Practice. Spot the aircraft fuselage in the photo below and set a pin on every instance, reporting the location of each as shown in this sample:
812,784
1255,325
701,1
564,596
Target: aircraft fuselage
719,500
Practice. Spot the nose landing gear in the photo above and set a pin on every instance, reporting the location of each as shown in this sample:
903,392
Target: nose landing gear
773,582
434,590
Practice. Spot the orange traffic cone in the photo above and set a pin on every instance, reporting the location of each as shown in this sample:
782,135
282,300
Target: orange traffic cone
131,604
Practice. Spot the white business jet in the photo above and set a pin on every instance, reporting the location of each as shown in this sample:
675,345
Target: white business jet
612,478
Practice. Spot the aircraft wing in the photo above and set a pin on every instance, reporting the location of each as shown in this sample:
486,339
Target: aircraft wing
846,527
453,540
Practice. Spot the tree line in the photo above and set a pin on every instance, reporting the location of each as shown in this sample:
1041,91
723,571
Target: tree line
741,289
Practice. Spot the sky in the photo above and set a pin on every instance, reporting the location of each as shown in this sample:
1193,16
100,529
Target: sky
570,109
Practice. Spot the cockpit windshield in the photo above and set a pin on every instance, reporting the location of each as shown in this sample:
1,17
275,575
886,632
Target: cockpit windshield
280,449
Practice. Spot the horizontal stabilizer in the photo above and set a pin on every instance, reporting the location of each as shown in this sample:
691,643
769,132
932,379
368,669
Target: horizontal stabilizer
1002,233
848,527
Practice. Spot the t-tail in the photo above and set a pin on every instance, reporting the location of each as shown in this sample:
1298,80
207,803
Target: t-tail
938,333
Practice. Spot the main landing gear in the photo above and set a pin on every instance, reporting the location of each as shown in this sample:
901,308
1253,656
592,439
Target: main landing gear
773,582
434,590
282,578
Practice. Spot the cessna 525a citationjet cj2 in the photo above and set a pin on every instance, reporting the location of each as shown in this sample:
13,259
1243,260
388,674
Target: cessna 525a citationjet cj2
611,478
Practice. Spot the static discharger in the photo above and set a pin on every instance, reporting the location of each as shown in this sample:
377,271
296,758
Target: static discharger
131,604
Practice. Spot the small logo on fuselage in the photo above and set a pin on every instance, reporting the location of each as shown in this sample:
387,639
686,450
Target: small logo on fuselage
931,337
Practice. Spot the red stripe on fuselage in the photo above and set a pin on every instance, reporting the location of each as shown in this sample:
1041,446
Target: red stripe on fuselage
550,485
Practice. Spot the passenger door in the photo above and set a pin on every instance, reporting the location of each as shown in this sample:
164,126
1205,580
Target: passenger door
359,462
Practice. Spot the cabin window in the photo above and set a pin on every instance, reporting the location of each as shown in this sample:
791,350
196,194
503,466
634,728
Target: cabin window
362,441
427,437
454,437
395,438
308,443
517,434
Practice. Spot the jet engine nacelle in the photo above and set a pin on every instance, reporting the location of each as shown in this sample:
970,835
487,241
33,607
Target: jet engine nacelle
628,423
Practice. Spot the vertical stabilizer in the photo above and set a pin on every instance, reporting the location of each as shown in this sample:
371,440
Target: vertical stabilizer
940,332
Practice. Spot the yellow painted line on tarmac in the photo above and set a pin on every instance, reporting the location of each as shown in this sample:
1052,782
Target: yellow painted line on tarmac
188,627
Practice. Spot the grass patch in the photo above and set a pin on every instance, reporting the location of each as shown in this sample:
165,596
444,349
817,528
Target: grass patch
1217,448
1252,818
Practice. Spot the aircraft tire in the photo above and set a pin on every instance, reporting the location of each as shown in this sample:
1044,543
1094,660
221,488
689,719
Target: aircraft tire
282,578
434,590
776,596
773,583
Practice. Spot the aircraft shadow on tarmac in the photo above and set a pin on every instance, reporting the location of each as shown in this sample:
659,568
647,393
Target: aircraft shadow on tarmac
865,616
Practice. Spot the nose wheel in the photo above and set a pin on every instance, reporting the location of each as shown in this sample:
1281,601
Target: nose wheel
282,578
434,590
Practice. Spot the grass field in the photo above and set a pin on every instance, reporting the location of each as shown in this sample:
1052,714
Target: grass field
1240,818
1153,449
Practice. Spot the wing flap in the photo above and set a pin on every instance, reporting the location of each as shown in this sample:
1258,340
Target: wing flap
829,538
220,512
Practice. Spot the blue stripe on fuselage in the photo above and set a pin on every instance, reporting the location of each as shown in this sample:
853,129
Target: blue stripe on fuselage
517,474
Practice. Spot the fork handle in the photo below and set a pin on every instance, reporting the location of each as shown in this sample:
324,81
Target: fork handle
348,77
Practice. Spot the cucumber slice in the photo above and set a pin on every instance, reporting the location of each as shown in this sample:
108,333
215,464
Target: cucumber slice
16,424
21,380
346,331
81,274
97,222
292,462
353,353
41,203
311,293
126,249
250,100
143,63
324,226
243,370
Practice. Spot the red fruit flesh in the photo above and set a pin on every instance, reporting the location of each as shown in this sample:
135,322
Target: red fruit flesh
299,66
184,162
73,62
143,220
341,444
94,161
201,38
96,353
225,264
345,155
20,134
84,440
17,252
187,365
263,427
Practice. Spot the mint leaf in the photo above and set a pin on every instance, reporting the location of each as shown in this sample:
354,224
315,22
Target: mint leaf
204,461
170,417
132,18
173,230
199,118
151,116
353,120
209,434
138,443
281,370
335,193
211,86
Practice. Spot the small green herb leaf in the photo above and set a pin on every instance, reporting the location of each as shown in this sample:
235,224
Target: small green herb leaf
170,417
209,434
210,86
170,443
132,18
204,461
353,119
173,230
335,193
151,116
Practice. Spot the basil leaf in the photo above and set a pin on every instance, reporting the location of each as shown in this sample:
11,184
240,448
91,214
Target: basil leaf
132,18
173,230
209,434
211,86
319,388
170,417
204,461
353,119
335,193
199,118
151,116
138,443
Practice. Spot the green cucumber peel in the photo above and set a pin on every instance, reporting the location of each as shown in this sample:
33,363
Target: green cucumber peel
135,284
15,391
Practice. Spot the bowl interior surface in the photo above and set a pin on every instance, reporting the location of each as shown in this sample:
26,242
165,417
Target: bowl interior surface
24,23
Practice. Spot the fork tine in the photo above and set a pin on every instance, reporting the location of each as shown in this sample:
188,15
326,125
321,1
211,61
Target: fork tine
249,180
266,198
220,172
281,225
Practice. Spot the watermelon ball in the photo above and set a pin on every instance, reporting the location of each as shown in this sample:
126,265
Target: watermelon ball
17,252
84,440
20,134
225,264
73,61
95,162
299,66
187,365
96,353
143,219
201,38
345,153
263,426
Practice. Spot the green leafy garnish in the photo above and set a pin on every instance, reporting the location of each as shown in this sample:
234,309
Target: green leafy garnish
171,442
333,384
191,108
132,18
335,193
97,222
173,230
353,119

★ ★ ★ ★ ★

■ EXERCISE DETAILS
Each line of the data must be set down again as it is.

■ SOLUTION
Practice. Spot the aircraft fuselage in the photo below and set a pin on every instance, reporting the location of each as shown in this sample:
812,784
1255,325
701,1
564,596
Target: aircraft fuselage
719,500
Practice. Spot the nose landing gear in the photo above and set a pin on every instance, reporting the location of each as shown in this sample:
903,392
Target: nose landing gear
773,582
434,590
Practice. Spot the orange traffic cone in the photo above and set a pin on every instance, reporting the location of each as shown in this sample:
782,135
282,300
Target: orange traffic cone
131,604
Practice. Spot the white business jet in the photo above and set a pin on every instance, reporting the location of each as shown in this sample:
675,345
Target: white business jet
612,478
Practice. Spot the aircraft wing in the photo above and set a pin on every instance, reporting the location of each as shown in this sample:
486,339
Target: aircraft wing
846,527
453,540
Practice. Spot the tree line in the photo above and set a pin on every instance, reporting the location of each as shown in this sample:
1041,91
723,571
Target: tree line
741,289
Practice. Spot the sky in the photo above and set a pin on every instance, reporting the location of each as shown in this sample:
1193,16
100,529
Target: sky
570,109
Practice. Spot the cockpit windshield in the photo above and set a pin on every instance, reporting the location of each as shown in this sample:
1,17
275,575
886,632
Target: cockpit windshield
280,449
Practice. Spot the horizontal stabilizer in the photo above and set a pin on every instance, reporting the location of each as shown in this sample:
691,643
769,132
932,379
368,669
Target: horizontal stabilizer
1002,233
848,527
Practice. Spot the t-tail in the photo above and set a pin on every instance, reporting the location of each as shown in this sample:
1298,80
207,803
Target: t-tail
938,333
Practice. Spot the main landing gear in the photo above and set a pin on every instance, reporting the location of each as shown in this sample:
901,308
1253,656
592,439
Target: main landing gear
773,582
434,590
282,578
Practice. Spot the cessna 525a citationjet cj2 in the photo above and set a pin on every instance, reporting the location of each as shown in this sample:
13,259
1243,260
388,674
Target: cessna 525a citationjet cj2
611,478
Practice. Spot the static discharger in the photo above and set a pin on every instance, reporting the location of each as shown in this sample:
377,271
296,758
Target: static discharger
131,604
Practice. Spot the small logo on fuselage in the photo above and set a pin on every instance, reporting the location of each as shown in this sample:
387,639
686,450
Target: small logo on fuselage
931,337
Practice. Spot the red stripe on fuselage in the photo above and set a pin on every instance, reporting the location of each as shown in this sample:
1041,446
Target: red stripe on fuselage
550,485
Practice. Spot the passenger door in the photo above and set a pin on every instance, reporting the location of each as shown in this sample:
164,126
1205,580
Target: passenger door
359,462
Practice. Spot the cabin window in the photo above and set a pin on every instance, reporting the location of each as shown in this sample:
791,350
196,194
503,466
634,728
Target: cabin window
362,441
427,437
454,437
395,438
308,443
517,434
Practice. Spot the jet engine nacelle in the photo above and set a pin on every instance, reporting the location of each as shown in this sample:
970,835
487,241
33,607
Target: jet engine nacelle
628,423
Practice. Spot the vertical stabilizer in the photo above and set a pin on every instance, reporting the location of each as shown in this sample:
371,440
Target: vertical stabilizer
940,332
Practice. Spot the yellow painted line on tarmac in the photo above and set a pin on every instance, reporting the location of each as shown in this sample:
1052,782
Target: yellow painted line on tarmac
188,627
Practice. Spot the grass patch in the photo above and set a pin on every instance, reporting the location of each as shown in this sample:
165,596
444,349
817,528
Target: grass patch
1217,448
1252,818
Practice. Spot the aircraft tire in the photo above and set a pin on every instance, reporting the location of each as shown in this sample:
1044,543
1094,660
221,488
689,719
Target: aircraft tire
282,578
434,590
776,596
773,583
Practice. Spot the aircraft shadow on tarmac in the photo above and set a pin on every instance, reporting the location of each as shown in this sample:
659,568
647,393
Target: aircraft shadow on tarmac
865,616
Practice. Spot the nose wheel in the photo above and set a pin on every instance, reporting the location of each as shown in this sample:
1281,601
Target: nose wheel
282,578
434,590
Practice. Spot the grass field in the photo above and set a pin on every instance, reporting the location of each as shown in this sample:
1052,714
Target: grass field
1240,818
1153,449
Practice. Spot the wing flap in the photo above and set a pin on every instance, reporting the location of each as shown in this sample:
1258,340
Target: wing flap
829,538
220,512
Practice. Spot the blue stripe on fuselage in the photo above and set a pin on every instance, reporting the location of each as shown in this sample:
853,129
Target: blue stripe on fuselage
517,474
Practice. Spot the fork handle in the photo below and set a pin on every instance, reporting the location of each as shown in this sample:
324,81
Target: fork handle
348,77
Practice. Spot the cucumber slice in the photo above and set a pin on every instance, reporting the location of each as shown in this sample:
108,333
215,464
Target: cucumber slice
16,424
21,380
346,331
81,274
97,222
292,462
353,353
41,203
311,293
126,249
250,100
143,63
324,226
243,370
Practice. Spot the red fruit flesh in the photo above and set a pin on every instance, reporting the location of each as shown in this sample:
135,322
Target: red fruit flesh
299,66
184,162
73,62
143,220
341,444
94,161
201,38
96,353
225,264
345,155
20,134
84,440
17,252
187,365
263,427
Practice. Spot the mint leaf in the photo above and set a pin on every instance, reporting the location of each as shown in this sample:
354,224
315,22
Target: mint leaf
204,461
170,417
132,18
173,230
199,118
151,116
353,120
209,434
138,443
281,370
335,193
211,86
Practice. Spot the small green herb leaf in the photo above and set a pin on every instance, reporting the location of each as shown in this sample:
235,224
Target: small green herb leaf
170,417
209,434
210,86
170,443
132,18
204,461
353,119
173,230
335,193
151,116
Practice. Spot the basil leaf in the photo above and set a pin on every instance, reporting the location of each as shown in this sample:
11,184
240,448
91,214
Target: basil leaf
132,18
173,230
209,434
211,86
319,388
170,417
204,461
353,119
335,193
199,118
151,116
138,443
Practice. Spot the green cucumber peel in the photo above and set a pin on every instance, reporting the location of each as shown in this sample:
33,363
Target: green cucumber peel
135,284
15,391
Practice. Spot the bowl interior surface in the photo above and set a pin on every instance, reporting the location of each as shown in this sample:
26,242
165,417
Target: bowl interior surface
24,23
Practice. Spot the fork tine in the photo above and set a pin on every instance, reporting the location of each as shown in this sample:
188,15
326,125
321,1
211,61
Target: fork tine
249,180
266,198
220,172
281,225
Practice. Spot the watermelon ball in the photo above and set a pin on every instance, reporting the location of each as shown in this sample:
126,265
Target: watermelon ball
17,252
84,440
20,134
225,264
73,61
95,162
299,66
187,365
96,353
143,219
201,38
345,153
263,426
Practice. Spot the green leafy garnish in the photo above and set a pin on every instance, reporting the location of each as shown in this sample:
234,309
Target: green leafy garnish
171,442
333,384
191,108
132,18
335,193
97,222
173,230
353,119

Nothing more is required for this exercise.